Point-per-instance localization data

══════════════════════════════

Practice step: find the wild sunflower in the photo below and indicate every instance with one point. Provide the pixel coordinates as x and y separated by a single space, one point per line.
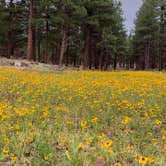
143 160
108 143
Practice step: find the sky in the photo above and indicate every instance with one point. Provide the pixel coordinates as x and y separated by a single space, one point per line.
130 8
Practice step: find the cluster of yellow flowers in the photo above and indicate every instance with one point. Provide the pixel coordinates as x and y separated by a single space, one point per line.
77 117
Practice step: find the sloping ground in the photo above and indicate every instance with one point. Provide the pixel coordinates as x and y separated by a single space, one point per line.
82 118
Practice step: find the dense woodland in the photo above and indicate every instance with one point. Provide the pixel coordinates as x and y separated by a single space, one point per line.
87 33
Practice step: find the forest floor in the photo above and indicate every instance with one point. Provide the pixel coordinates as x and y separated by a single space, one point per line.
82 118
25 64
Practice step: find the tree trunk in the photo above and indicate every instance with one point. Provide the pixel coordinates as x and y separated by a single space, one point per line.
47 30
30 33
147 56
85 62
63 48
115 62
10 44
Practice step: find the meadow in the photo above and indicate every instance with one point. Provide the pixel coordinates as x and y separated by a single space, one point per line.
82 118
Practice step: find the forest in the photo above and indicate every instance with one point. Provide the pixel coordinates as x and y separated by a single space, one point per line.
87 33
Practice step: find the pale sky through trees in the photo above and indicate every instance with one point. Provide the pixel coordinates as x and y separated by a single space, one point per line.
130 8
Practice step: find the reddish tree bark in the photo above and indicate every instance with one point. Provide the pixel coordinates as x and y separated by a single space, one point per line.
63 48
85 62
30 33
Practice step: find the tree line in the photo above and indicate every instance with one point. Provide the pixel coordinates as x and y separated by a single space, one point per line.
87 33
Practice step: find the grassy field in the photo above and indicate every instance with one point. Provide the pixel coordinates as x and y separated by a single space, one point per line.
82 118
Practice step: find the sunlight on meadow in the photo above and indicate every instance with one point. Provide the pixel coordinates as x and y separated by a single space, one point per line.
82 118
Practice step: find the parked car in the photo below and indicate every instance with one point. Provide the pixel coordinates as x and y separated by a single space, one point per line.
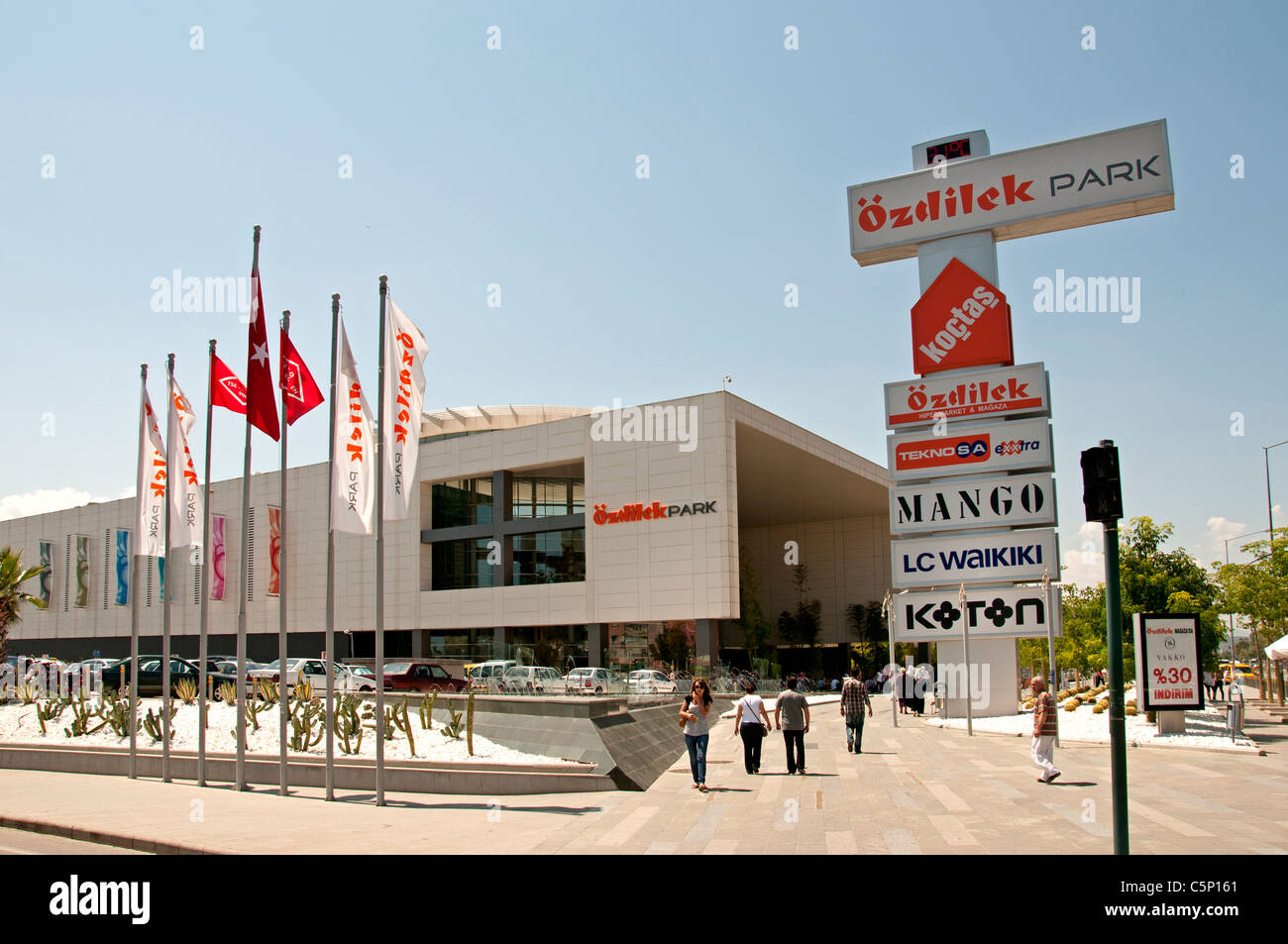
487 675
593 682
649 682
151 675
420 677
532 679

══════════════════════════════

• _Exercise instructions_:
Repeat each line above exactly. The pictures stay out.

• _Reply_:
Practice step: find the wild sunflower in the photo below and indicate every instance with one point. Provide the pixel coordinates as x and y separated by a single space, one point per line.
143 160
108 143
Practice step: find the sky in the photo above and indicate every instance with one point. Provide the pixel coordinates as x and y separated by a single space, one point per line.
130 8
Practice step: find the cluster of yellow flowers in the photo above and indicate every instance with one point. Provide the pixel coordinates as x and y separated by a single space, one point per line.
77 117
Practice step: find the sloping ground in the photo above and indicate every instance with one point. Provide the pixel coordinates as x and y separated by a single space, one point per line.
82 118
Practice step: find the dense woodland in the photo above and indicate every instance with one point. Provide the pixel coordinates as x and y separated by a single space, one point per line.
87 33
Practice step: find the forest floor in the photo above and indicate every instance with one point. Provide the pixel coordinates as x and y separated by a single space, one point per line.
82 118
25 64
Practice step: find the tree trunk in the photo above and indicate every instance with one point. Provide the pixel coordinates as x and y separated by a single space, one point per line.
47 30
30 33
147 56
85 62
63 48
115 62
10 44
Practice step: find the meadow in the photo above and indicate every instance with one point. Provide the pixel coordinates as x and y separated by a single space, one point per line.
82 118
Practice step: find the forest in the photo above and indicate every instance with one point. Provide the pixel coordinates as x and y separated by a single space, one point per line.
87 33
Practice step: find the pale sky through trees in the photo above and indicate every instance with one point. Provide the pixel coordinates as x and y separated by a single space, one point per line.
130 8
Practice step: find the reddish tree bark in the photo above and indicate every instance with one point. Provide the pixel coordinates as x and y separated by a single space, one point per line.
63 48
85 62
30 33
Practice step: find the tree line in the photo above and indicate every instance with one point. Provide the pixel coordinates as x and y separated by a single space, one point per line.
87 33
Practice step: find the grassy field in the photo above and indicate every instance with one point. Provide the pixel coordinates as x and y separated by a single space, one point per line.
82 118
Practice step: find the sunlight on meadow in the photo above and indicate every instance with one point. Provide the pixel coordinates as x and y separated by a single space, one point per line.
82 118
Practice step: find the parked car in the photo below and indicate every instance with one point. Provide the pixel coordinates as x and y separated by a single space, one point per line.
487 675
593 682
649 682
151 675
420 677
532 679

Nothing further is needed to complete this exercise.